*** Input data ***
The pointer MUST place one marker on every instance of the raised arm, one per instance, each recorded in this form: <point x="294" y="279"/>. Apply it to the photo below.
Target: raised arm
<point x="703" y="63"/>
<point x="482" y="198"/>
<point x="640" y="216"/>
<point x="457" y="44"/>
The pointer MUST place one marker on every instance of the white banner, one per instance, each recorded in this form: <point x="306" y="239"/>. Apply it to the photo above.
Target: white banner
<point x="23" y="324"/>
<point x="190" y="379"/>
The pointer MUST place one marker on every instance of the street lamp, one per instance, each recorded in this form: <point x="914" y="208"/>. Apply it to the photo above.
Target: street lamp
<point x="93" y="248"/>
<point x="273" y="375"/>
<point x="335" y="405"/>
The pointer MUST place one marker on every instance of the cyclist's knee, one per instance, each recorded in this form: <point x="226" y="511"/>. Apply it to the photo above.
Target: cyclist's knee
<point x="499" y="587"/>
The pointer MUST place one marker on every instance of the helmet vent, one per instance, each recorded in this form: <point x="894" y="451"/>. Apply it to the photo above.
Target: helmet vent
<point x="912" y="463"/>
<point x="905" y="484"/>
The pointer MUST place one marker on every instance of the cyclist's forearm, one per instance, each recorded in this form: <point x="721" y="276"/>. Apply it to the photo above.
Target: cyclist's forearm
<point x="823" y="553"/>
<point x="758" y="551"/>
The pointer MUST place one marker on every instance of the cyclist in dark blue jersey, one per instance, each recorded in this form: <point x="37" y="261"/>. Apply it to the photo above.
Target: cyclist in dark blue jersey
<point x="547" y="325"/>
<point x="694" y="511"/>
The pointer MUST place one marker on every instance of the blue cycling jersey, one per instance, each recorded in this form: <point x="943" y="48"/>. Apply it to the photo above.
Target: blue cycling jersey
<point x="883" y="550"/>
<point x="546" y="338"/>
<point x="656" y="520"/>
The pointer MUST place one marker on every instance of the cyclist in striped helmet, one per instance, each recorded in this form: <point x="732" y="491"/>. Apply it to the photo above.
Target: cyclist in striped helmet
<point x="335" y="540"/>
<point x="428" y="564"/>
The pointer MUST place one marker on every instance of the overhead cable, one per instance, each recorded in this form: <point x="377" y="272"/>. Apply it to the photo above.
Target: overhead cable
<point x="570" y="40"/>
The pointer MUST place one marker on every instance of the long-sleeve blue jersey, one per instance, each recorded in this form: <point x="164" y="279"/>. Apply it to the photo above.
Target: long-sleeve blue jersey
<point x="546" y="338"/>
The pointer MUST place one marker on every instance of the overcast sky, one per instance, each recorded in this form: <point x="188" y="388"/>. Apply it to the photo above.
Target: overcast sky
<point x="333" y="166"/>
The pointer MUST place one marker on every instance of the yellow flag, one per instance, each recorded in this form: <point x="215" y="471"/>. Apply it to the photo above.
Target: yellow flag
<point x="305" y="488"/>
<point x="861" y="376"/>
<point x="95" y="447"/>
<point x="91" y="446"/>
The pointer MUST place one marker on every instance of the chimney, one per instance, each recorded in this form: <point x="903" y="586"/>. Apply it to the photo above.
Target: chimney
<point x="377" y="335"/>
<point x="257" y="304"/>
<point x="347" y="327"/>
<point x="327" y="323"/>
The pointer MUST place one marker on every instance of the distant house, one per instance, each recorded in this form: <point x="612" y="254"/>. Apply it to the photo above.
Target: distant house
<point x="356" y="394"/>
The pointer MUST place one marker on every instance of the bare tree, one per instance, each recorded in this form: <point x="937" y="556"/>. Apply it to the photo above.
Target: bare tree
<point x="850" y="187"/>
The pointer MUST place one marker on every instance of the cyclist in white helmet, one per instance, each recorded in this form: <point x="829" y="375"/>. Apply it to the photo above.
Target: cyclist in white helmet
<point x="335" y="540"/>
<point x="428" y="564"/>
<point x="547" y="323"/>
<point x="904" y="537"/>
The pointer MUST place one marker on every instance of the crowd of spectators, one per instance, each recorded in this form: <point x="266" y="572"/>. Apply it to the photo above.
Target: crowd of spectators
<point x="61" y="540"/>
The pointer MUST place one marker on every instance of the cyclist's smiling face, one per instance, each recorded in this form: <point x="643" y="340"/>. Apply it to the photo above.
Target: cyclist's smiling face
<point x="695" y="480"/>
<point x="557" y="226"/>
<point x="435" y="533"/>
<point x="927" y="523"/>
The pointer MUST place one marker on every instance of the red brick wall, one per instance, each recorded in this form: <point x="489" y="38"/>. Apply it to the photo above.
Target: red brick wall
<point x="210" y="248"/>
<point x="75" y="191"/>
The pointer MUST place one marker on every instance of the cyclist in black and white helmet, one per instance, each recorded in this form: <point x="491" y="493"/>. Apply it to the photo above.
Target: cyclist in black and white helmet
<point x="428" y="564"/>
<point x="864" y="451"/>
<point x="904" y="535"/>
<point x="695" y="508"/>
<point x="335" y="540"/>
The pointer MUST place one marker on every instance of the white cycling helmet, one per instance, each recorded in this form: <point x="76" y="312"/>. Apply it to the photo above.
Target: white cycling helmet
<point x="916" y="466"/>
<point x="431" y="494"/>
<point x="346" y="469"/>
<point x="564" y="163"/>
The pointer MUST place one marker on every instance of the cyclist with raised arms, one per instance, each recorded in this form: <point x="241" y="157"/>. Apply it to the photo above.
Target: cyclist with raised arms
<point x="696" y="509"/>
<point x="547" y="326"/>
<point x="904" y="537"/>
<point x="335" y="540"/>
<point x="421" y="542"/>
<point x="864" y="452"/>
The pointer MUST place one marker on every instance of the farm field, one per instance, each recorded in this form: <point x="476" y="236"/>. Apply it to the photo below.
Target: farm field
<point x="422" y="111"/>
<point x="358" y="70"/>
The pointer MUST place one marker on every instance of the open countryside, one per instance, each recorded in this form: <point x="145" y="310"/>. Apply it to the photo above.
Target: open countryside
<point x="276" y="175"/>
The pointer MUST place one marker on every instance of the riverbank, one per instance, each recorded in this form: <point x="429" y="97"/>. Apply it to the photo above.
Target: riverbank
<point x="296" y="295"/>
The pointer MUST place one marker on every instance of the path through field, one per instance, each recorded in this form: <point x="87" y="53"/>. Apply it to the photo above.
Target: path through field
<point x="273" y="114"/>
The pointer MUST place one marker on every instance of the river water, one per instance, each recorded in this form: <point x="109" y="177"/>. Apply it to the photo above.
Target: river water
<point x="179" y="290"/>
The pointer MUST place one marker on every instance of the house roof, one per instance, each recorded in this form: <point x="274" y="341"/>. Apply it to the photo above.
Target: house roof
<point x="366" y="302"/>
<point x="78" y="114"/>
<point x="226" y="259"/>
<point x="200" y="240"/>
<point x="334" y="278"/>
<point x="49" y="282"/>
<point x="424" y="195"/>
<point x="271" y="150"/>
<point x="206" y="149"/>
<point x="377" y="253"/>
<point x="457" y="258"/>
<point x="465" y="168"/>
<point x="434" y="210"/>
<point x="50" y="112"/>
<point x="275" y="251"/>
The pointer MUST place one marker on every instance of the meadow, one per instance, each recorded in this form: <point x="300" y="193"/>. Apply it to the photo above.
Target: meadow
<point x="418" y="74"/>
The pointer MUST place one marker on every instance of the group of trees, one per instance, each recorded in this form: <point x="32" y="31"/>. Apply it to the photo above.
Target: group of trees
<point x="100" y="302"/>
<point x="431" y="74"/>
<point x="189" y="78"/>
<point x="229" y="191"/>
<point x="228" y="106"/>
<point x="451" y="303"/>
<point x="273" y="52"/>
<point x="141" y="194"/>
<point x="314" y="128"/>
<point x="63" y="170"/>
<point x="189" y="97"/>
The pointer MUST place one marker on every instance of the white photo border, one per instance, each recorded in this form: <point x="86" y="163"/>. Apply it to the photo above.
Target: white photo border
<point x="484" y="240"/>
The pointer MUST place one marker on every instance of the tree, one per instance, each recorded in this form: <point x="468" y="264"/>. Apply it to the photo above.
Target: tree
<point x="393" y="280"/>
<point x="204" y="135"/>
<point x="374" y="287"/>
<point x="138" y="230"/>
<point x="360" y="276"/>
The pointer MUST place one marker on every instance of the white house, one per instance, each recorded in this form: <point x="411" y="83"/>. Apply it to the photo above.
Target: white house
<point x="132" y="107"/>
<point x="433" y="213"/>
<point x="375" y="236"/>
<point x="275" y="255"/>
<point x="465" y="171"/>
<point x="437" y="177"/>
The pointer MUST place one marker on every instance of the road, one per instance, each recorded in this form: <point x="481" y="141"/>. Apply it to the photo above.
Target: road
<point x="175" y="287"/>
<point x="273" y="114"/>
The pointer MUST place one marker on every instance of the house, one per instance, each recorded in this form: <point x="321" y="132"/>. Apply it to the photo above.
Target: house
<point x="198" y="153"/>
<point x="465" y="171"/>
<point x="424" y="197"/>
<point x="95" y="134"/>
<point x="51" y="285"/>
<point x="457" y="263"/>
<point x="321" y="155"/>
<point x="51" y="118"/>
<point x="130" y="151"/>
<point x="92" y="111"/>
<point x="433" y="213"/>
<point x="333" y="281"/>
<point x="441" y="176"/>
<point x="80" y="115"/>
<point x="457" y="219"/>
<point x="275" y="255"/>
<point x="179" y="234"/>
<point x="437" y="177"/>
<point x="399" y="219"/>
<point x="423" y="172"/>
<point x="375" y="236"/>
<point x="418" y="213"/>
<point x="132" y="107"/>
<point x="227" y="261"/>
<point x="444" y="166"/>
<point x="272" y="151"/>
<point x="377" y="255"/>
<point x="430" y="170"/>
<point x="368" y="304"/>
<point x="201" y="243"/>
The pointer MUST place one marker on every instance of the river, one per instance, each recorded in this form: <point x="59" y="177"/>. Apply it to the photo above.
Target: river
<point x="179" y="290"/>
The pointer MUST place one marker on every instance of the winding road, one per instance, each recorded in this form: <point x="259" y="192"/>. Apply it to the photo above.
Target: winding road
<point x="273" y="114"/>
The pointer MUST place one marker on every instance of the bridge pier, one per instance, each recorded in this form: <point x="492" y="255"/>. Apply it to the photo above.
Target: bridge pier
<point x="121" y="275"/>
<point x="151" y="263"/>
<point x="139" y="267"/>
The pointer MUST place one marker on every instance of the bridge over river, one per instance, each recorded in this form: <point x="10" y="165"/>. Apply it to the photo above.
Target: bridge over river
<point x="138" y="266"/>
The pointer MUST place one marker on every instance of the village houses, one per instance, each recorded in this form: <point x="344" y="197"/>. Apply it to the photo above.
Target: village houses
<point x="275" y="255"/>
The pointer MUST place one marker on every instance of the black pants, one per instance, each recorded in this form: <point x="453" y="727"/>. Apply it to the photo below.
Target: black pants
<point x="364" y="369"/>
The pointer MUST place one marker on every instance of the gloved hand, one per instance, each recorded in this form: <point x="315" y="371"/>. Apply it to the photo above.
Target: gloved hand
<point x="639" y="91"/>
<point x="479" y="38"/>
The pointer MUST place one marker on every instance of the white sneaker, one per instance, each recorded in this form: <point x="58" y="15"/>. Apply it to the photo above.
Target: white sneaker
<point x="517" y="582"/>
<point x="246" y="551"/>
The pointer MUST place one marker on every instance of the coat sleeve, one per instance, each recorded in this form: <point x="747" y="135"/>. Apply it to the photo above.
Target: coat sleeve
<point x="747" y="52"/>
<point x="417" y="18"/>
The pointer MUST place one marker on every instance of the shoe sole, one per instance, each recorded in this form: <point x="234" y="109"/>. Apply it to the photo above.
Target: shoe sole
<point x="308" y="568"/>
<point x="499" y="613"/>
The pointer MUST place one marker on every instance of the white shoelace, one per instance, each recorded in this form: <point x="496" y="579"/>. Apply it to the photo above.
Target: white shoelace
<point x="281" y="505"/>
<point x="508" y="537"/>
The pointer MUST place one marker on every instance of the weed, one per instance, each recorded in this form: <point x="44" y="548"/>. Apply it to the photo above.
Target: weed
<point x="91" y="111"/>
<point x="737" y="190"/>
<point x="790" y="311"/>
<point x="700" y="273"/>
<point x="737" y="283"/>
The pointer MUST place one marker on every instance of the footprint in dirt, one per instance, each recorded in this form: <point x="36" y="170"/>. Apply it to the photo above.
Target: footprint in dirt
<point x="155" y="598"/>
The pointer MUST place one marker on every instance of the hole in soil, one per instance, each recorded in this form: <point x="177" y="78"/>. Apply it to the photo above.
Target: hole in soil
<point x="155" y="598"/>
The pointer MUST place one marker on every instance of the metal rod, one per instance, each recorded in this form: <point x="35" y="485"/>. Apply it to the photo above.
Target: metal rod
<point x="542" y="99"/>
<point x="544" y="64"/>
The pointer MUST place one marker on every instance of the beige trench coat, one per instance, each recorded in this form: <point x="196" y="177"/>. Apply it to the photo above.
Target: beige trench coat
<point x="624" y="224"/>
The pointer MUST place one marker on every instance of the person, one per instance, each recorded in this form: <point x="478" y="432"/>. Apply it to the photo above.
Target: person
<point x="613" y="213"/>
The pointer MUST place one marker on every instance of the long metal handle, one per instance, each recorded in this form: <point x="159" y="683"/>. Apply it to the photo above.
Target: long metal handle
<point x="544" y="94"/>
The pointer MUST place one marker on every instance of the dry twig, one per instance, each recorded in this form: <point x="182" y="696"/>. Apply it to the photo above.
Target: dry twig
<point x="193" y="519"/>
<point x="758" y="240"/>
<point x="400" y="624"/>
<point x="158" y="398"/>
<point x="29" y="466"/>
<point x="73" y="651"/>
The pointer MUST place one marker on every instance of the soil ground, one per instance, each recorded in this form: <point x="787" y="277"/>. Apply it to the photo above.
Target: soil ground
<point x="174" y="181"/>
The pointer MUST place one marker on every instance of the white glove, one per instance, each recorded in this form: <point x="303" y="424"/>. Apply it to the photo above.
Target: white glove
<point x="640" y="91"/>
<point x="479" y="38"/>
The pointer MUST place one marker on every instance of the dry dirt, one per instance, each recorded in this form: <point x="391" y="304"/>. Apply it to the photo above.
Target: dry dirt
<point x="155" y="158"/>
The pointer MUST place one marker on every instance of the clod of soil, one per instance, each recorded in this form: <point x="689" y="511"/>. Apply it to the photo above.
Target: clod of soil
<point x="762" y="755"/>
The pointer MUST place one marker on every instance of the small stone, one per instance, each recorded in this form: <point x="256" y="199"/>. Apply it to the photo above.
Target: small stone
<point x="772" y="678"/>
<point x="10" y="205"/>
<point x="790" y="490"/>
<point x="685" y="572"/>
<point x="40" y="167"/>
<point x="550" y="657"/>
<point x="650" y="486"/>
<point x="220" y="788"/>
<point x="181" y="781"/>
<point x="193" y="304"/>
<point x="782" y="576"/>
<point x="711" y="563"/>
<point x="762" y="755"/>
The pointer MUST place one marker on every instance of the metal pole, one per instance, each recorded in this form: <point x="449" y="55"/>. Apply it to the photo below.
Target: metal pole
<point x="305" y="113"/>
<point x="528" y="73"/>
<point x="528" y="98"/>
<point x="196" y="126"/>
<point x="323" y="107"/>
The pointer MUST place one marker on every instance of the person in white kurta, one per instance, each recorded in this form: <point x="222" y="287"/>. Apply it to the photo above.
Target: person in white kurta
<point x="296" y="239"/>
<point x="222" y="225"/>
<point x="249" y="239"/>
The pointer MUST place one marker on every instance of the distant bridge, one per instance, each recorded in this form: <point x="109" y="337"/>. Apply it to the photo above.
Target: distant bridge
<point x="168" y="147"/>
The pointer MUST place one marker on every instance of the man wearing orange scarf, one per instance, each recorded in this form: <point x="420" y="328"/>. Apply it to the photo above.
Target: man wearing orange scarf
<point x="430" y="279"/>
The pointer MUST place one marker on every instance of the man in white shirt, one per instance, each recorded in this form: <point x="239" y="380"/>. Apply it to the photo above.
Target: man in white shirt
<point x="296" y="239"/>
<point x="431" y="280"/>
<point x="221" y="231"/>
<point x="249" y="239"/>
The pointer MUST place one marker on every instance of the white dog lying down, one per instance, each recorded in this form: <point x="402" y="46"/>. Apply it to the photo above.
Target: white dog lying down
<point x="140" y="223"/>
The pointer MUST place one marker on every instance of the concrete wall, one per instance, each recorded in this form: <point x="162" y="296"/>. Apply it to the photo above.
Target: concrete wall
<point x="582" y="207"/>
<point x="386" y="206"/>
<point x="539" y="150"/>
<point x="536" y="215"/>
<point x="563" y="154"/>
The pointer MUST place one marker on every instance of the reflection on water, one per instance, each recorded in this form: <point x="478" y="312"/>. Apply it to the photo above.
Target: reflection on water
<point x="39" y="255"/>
*** End of Input data ***
=== What is being asked ===
If a line in the listing has "below" in it, report that line.

=== Your solution ===
The pointer MUST place one marker on every instance of the raised arm, one per instance, each recorded in this form: <point x="294" y="279"/>. Apply it to the photo below.
The pointer MUST place one marker on every instance of the farm field, one per instance, each recorded in this form: <point x="476" y="236"/>. Apply it to the photo below.
The pointer MUST place one marker on every instance of the black pants, one per instance, each recorded in this form: <point x="453" y="727"/>. Apply it to the photo below.
The pointer MUST place one marker on every instance of the metal pole, one per instance, each recorded in this form: <point x="449" y="55"/>. Apply it to the photo below.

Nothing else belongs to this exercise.